The blistering days of the South African summer are abating as we speak, and you know what that means – rugby season is around the corner, there are plenty of cricket matches in the works, and even if you’re not a sports guy or gal, there will be any of a hundred other reasons to light a fire, crack a cold one and get a braai going.

The Katavi team recently had an enquiry from a long-time user who wanted to know if his braai habit could be hurting his skin. We’ve got great news – no, it doesn’t. The simple act of tanning a chop and hanging out with your mates won’t hurt your skin one bit. However, there are a few things that go along with that might. Fear not, we have solutions!

The dark side of the braai
What you eat at a braai has the biggest impact on your skin. Burned meat might be the ultimate braai sin, but it also happens to be really bad for your system. Grilling meats at high temperatures results in the formation of heterocyclic amines (HCAs) and polycyclic aromatic hydrocarbons, which has been found to be mutagenic, i.e. it can cause changes in your DNA that make you more susceptible to cancer. AKA, go medium-rare blokes. While you’re at it, swop out the chips and dip for some crudités and hummus – the fresh vegetables pack a mean nutritional punch & your skin will thank you.
━━━━━━━━━━━━━━━━━━━━
Problems and tasks:
A) Translate this sentence from the braai article into Spanish: "What you eat at a braai has the biggest impact on your skin."
B) Transcribe the braai article from "The blistering days" to "a braai going.".
C) Shorten the paragraph of the braai article that begins "The Katavi team recently had an enquiry" while keeping its main facts.
The items after the braai article are separate material.
━━━━━━━━━━━━━━━━━━━━
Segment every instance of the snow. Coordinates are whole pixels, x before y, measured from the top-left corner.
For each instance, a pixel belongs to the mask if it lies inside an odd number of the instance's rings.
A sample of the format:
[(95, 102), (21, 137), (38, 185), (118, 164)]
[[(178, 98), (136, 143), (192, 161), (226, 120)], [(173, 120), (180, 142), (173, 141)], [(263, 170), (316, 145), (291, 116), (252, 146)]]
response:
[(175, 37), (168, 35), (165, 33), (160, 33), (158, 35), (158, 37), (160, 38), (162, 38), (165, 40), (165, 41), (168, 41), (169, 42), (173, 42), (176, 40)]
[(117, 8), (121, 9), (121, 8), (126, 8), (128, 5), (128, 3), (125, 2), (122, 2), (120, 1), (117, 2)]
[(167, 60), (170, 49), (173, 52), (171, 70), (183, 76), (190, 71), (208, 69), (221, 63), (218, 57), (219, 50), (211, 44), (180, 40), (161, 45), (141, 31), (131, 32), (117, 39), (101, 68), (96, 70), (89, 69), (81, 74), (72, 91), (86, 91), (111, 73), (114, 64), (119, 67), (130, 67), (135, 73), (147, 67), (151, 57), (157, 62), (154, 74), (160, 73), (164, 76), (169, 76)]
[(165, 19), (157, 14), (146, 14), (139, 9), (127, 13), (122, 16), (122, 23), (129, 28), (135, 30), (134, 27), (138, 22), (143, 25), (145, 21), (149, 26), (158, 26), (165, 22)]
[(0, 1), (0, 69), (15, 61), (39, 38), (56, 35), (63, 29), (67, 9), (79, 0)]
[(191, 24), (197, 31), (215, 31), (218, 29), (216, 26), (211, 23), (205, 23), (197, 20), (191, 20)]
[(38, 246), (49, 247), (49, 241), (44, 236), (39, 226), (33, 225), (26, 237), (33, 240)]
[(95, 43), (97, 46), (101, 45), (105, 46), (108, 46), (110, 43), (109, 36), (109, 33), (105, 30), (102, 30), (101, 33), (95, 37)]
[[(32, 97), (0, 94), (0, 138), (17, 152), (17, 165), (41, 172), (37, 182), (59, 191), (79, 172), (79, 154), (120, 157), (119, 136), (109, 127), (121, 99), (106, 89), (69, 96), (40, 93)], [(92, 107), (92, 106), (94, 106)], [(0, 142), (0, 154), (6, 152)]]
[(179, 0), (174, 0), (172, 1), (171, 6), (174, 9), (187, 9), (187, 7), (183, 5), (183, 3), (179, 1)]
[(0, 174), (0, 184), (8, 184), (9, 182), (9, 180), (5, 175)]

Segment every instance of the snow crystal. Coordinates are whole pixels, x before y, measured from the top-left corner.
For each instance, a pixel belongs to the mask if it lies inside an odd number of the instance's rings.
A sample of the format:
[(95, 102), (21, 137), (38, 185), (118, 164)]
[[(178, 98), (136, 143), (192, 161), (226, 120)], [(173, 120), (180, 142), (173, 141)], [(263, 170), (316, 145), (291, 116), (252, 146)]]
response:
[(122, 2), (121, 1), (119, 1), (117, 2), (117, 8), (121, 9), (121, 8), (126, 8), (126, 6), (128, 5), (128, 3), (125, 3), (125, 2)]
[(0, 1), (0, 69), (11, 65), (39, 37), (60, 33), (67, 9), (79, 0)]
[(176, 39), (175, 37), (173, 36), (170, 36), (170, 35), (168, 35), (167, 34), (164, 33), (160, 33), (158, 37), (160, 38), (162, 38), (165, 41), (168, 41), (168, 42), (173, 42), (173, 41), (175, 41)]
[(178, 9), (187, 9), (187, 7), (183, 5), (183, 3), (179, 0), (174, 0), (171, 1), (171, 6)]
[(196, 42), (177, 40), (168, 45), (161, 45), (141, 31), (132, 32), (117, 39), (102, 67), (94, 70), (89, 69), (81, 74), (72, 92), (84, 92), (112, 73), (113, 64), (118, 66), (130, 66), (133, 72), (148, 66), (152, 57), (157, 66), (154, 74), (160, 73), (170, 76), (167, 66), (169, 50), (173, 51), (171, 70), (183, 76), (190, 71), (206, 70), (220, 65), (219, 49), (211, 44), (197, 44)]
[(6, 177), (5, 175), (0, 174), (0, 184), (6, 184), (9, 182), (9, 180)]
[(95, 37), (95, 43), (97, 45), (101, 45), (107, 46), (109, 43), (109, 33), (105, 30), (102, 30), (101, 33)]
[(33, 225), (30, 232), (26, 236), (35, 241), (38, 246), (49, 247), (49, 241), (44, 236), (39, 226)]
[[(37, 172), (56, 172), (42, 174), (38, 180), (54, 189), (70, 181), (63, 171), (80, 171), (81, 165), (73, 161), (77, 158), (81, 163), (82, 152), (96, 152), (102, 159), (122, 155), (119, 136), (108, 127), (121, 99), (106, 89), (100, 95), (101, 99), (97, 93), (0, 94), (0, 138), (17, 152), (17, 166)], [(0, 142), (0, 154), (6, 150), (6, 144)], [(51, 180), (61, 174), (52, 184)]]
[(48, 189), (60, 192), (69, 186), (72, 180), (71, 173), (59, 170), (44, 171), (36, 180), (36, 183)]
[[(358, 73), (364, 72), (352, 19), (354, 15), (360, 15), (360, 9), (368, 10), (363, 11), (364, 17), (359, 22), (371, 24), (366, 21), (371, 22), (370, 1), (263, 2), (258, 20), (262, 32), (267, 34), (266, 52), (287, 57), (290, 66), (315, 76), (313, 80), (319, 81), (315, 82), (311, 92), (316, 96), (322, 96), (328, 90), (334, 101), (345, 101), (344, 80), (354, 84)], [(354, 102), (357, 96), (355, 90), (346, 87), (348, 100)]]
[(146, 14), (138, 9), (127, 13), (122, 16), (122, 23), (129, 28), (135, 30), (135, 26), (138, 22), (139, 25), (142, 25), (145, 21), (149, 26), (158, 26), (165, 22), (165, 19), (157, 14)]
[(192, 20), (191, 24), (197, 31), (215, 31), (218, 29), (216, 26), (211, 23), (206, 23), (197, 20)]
━━━━━━━━━━━━━━━━━━━━
Results in order:
A) Lo que comes en un braai tiene el mayor impacto en tu piel.

B)
The blistering days of the South African summer are abating as we speak, and you know what that means – rugby season is around the corner, there are plenty of cricket matches in the works, and even if you’re not a sports guy or gal, there will be any of a hundred other reasons to light a fire, crack a cold one and get a braai going.

C) A long-time user asked the Katavi team whether his braai habit could be hurting his skin. It isn't: cooking a chop and spending time with friends won't harm the skin. However, a few things that go along with a braai might, and the team has solutions.